PROMPT: Please print every line from the one containing "For every instance of the bowl" through the last line of the records below, exactly as written and nothing more.
========
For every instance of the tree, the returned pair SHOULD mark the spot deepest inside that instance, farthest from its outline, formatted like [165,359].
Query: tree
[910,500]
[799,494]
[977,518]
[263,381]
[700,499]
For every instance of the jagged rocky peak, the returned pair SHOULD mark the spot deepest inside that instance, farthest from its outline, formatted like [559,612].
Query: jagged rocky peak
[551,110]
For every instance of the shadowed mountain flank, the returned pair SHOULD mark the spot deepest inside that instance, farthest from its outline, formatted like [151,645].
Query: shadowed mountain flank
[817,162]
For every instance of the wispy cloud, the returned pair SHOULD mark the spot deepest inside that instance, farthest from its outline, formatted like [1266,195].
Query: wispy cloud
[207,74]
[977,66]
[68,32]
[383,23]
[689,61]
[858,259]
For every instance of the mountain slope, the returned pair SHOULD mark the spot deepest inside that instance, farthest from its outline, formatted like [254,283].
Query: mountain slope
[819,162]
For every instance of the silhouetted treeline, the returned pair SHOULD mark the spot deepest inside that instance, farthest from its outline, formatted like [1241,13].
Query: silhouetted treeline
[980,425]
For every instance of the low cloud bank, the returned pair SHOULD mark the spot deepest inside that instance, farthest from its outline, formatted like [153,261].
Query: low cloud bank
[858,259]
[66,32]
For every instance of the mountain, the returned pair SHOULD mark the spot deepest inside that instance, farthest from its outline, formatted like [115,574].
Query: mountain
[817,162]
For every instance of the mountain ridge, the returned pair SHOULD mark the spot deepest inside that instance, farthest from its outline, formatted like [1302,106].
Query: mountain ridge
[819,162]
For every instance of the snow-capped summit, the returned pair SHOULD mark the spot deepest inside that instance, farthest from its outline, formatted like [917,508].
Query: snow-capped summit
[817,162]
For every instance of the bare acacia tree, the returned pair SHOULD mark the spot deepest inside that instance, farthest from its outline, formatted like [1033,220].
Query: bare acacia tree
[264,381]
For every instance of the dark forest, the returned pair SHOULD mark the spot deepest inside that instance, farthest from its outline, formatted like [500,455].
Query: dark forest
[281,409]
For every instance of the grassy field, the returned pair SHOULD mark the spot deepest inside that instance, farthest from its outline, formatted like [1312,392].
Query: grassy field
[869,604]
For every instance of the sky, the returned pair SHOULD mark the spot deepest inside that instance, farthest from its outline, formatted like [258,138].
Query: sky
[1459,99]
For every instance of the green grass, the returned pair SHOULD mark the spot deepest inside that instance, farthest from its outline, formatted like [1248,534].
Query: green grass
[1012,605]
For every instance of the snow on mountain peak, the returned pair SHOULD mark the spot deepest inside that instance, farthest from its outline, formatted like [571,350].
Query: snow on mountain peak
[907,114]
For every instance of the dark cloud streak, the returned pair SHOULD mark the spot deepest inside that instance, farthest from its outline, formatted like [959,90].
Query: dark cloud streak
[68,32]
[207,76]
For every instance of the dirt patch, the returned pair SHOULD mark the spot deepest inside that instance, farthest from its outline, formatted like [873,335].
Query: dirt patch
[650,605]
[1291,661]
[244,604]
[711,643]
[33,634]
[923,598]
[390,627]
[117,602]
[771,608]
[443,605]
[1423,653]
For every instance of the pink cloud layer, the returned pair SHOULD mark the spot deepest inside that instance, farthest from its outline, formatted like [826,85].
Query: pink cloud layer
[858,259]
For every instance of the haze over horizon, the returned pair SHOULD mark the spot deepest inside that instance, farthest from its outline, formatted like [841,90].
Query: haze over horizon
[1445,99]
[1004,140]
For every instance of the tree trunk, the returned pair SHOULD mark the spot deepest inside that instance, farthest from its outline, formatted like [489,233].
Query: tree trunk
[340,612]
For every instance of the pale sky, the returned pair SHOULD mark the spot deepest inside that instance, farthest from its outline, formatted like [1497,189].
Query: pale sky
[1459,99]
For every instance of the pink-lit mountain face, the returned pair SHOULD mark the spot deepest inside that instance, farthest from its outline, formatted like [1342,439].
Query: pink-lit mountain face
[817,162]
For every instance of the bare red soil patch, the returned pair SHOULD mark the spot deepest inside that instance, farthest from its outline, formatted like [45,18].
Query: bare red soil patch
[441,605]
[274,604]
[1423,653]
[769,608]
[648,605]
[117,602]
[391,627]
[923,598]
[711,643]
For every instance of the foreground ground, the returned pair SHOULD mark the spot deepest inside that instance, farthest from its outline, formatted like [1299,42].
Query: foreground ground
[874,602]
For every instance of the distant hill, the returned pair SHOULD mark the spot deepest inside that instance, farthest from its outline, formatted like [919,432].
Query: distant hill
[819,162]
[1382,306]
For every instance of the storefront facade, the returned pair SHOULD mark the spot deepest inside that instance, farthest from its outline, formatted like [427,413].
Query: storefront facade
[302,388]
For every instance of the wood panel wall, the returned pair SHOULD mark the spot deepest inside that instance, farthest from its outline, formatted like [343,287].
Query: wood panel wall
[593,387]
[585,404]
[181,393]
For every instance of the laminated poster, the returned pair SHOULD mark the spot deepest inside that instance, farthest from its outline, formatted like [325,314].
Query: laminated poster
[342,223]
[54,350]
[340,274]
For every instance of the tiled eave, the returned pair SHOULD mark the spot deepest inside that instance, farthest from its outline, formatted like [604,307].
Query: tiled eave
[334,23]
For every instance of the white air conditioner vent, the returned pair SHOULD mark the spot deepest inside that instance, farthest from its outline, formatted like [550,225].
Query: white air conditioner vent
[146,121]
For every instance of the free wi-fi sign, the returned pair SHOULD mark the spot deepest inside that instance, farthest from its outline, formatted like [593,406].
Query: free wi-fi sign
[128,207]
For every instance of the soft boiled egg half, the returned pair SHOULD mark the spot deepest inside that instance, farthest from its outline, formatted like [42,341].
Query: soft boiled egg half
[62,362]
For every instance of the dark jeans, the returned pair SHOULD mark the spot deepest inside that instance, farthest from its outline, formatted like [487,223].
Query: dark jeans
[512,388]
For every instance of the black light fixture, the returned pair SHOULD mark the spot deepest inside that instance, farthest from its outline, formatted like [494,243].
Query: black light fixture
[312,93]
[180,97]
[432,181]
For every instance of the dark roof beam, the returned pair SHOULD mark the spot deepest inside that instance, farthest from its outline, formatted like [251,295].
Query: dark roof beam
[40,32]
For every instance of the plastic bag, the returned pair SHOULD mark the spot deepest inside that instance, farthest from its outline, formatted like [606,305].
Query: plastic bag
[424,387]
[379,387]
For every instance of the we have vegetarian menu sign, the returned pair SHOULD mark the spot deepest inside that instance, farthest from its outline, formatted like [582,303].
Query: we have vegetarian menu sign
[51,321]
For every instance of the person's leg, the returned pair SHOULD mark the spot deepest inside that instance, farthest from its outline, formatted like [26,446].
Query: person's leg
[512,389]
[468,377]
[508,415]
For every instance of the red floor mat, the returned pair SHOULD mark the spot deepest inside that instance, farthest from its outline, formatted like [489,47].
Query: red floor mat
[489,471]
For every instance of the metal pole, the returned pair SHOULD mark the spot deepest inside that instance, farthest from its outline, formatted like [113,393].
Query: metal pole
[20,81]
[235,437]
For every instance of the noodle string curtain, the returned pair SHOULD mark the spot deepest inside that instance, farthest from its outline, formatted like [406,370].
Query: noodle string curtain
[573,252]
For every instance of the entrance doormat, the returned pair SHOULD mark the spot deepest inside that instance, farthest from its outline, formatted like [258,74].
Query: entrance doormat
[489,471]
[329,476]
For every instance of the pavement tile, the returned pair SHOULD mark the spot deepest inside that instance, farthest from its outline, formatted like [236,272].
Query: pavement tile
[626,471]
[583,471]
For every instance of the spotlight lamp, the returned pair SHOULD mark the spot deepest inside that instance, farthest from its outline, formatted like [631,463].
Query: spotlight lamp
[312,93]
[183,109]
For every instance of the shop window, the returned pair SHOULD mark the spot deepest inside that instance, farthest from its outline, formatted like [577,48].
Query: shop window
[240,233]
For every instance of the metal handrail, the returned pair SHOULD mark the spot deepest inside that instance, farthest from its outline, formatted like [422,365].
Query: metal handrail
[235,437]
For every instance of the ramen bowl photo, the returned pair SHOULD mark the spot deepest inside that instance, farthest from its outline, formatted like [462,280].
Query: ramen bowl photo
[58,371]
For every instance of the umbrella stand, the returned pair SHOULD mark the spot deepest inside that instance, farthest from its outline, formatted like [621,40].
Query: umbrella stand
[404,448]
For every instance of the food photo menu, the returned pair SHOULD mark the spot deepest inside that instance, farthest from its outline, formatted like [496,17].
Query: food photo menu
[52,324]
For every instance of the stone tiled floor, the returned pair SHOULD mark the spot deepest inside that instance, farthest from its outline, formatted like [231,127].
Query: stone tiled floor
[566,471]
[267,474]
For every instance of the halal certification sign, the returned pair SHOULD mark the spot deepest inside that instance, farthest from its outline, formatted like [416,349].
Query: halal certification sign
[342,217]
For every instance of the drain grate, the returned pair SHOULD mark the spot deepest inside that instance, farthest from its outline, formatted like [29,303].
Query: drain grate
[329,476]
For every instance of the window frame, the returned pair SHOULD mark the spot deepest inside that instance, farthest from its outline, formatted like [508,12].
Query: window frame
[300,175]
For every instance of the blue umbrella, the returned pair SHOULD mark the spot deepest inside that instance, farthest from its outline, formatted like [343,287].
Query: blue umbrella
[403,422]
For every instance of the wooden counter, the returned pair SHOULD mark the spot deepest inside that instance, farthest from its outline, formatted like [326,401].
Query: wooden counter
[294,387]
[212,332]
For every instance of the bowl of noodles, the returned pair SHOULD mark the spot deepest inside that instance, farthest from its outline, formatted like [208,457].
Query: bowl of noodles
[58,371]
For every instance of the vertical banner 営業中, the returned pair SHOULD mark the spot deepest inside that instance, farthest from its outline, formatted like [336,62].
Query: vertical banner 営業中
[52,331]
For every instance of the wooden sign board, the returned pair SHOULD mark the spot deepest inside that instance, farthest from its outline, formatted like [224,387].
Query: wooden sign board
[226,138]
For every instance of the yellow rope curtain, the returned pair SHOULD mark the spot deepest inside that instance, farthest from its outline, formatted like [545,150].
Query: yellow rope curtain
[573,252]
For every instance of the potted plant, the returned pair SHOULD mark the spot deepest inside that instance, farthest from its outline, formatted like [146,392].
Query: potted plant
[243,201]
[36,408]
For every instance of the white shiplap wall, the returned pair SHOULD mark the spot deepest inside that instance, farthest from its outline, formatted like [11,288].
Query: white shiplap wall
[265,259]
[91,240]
========
WRITTEN REPLY:
For every instance of the bowl of noodles, the returned pair SHOULD mark the spot deepest inside that instance, farthest from its outline, formatted like [208,457].
Query: bowl of noodles
[58,371]
For every instance of the vertical banner 営業中, the returned pair SHOULD mark the spot deepest inside that instance, farthest from its outline, formatted like [336,62].
Query: vertical banner 営業中
[52,331]
For every instance of the wooden sign board, the returned pair SHOULD mark the spot deepest inside that instance, farthest from its outline, formatted like [224,387].
Query: wooden sign board
[226,138]
For every instance of the yellow rope curtain, the returned pair SHOULD mark the spot deepest inside that instance, farthest from its outline, formatted like [545,150].
Query: yellow rope curtain
[573,252]
For every instance of the potted plant, the returned pair SHOULD mark the spot deepest inside that instance, farthest from its outline, formatted like [146,392].
Query: potted plant
[243,201]
[36,408]
For every instance of the white shiplap wall, the returned pair SHOULD mark the spot deepest inside that instance, farthest from its outline, formatted like [11,288].
Query: white shiplap wall
[265,259]
[91,240]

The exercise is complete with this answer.